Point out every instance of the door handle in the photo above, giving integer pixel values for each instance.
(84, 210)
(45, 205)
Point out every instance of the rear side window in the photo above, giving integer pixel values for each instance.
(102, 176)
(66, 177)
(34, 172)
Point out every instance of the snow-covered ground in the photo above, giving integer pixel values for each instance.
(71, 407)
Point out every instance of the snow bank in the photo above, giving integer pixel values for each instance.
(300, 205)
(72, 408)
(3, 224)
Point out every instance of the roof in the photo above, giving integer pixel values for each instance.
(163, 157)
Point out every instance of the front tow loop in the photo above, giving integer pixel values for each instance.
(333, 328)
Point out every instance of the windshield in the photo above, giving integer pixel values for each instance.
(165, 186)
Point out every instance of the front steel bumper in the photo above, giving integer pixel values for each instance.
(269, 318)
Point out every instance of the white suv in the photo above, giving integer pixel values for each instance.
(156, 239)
= = = =
What to work on - The records must be given again in full, exactly as shown.

Exercise solution -
Point out every instance of the door handle in the photo above, giving integer pixel values for each instance.
(84, 210)
(45, 205)
Point out every instance of the rear side window in the photo above, giving integer pixel values for each instance.
(102, 176)
(66, 177)
(34, 172)
Point out every instance of the snow-covered ground in the photo above, giving integer pixel values for each instance.
(71, 407)
Point out every instance of the snow bank in the photo above, giving integer pixel values for each instance.
(300, 205)
(72, 408)
(3, 224)
Point out every instance of the roof in the photo above, giving integer pixel values for each instance.
(163, 157)
Point out every instance of the front tow loop in the photo above, giving integer pixel values for each instance.
(333, 328)
Point out every instance of the windshield in the photo above, giving integer pixel values for each instance.
(165, 186)
Point out every instance of the front steel bumper in the photo above, giving integer pixel values for each instance.
(269, 318)
Point out every instance of the white suv in the photo above, giving integer pixel values for each instance.
(156, 239)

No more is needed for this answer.